BEGIN Document text

If it is necessary to measure very large amplitude tube defects in the calibration tube it may be necessary to use a less sensitive gain control setting. If it is necessary to detect very tiny signals in the tube it may be necessary to use a higher gain control setting.

If small heat exchangers are being inspected such that the data from more than one heat exchanger will be saved on one disk then it is necessary to have subdirectory filenames. Choose a suitable filename, for example, if inspection unit 1, feedwater heater number 2, a suitable filename may be 1HTR2. In this case the data directory filename will be D:\1HTR2\.

It is recommended not to use a subdirectory named for saving the data. In this case, in the Setup Menu, the data directory filename should appear as D:\.

3.1.4 MIXER 1 ADJUSTMENT

Adjust Mixer 1 to eliminate the support plate signal in accordance with 2.2.0.2, Automatic Cancellation, and 2.2.0.3, Output Phase Adjustment, of the ect MAD 8D Manual.


3.2 DATA ACQUISITION

The object of data acquisition is to systematically collect eddy current data from tubes being inspected and saving the data on disk.

3.2.1 PREPARATION

In preparation for collecting data, it is necessary to format the disks that will be used and to supply suitable directory names for the data to be collected. Normally, data will be stored on an optical disk drive, which may be Drive D.

3.2.2 FORMAT THE OPTICAL DISK DRIVE - See Appendix for Instructions

3.2.3 DIRECTORY FILENAME

For large inspections in which data will be saved on several optical disks, it is recommended that directory names not be used as they are not necessary. If smaller heat exchangers are being inspected such that several heat exchangers will be saved on one optical disk, then it is recommended that directory names be used.

END Document text

_Directives:_
(a) In the eddy current inspection procedure, on what kind of drive will data normally be stored?
(b) From the eddy current inspection procedure, return the passage between "If small heat" and "data on disk.", inclusive.
(c) Resume the eddy current inspection procedure from the point where it stops.
The data that come next are from a separate source and are unrelated to the eddy current inspection procedure.

BEGIN Source excerpt

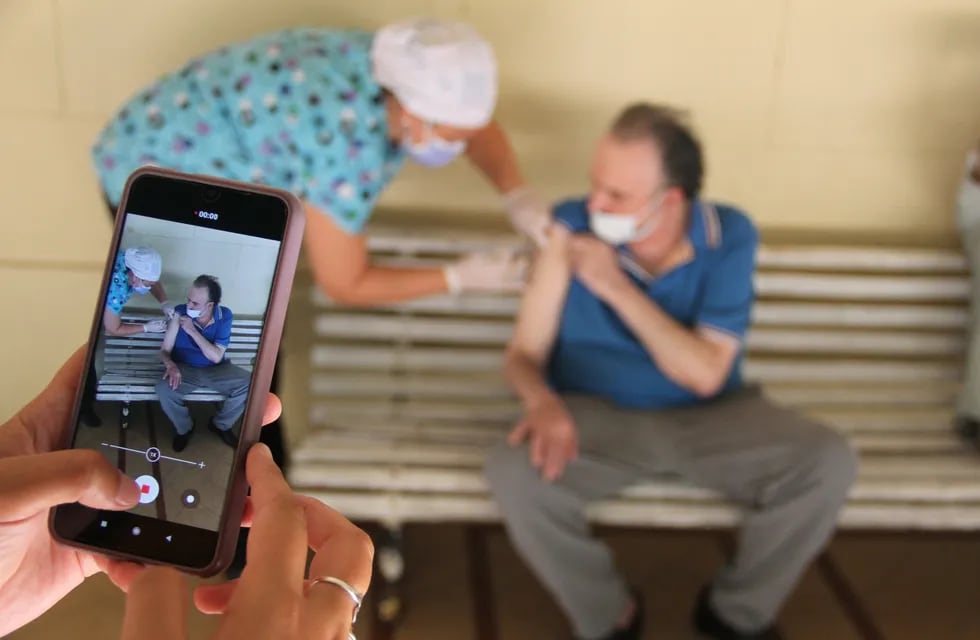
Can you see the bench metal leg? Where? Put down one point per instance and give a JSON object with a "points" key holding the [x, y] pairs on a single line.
{"points": [[390, 564]]}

END Source excerpt

_Answer set:_
(a) On an optical disk drive, which may be Drive D.

(b)
If small heat exchangers are being inspected such that the data from more than one heat exchanger will be saved on one disk then it is necessary to have subdirectory filenames. Choose a suitable filename, for example, if inspection unit 1, feedwater heater number 2, a suitable filename may be 1HTR2. In this case the data directory filename will be D:\1HTR2\.

It is recommended not to use a subdirectory named for saving the data. In this case, in the Setup Menu, the data directory filename should appear as D:\.

3.1.4 MIXER 1 ADJUSTMENT

Adjust Mixer 1 to eliminate the support plate signal in accordance with 2.2.0.2, Automatic Cancellation, and 2.2.0.3, Output Phase Adjustment, of the ect MAD 8D Manual.


3.2 DATA ACQUISITION

The object of data acquisition is to systematically collect eddy current data from tubes being inspected and saving the data on disk.

(c)
Select a directory name related to the equipment to be inspected. From the DOS prompt, log Drive D by typing D:\ <Enter>. Then create the desired subdirectory name by typing MKDIR Directory name <Enter>.

3.2.4 LOG ONTO THE DATA DIRECTORY

Start the ect MAD 8D eddy current software and enter the Setup Menu. Type a D in order to log the selected data directory. For example, if directory names are not being used, but data is being stored on the optical disk, then type D. After typing the D you will be prompted for the new directory name. Type D: <Enter>. The software now confirms the existence of directory D and logs that as the directory that all tube data will be stored in.

If you are using disk directories to save eddy current data, then type D. After typing D you will be prompted for the directory name. Type D:\directory name <Enter>.

Quit to the Main Menu.

3.2.5 ENTER TUBE NUMBER

From the Main Menu type DT to select the tube number for editing. Set the row, tube, and zone number to the next tube to be inspected.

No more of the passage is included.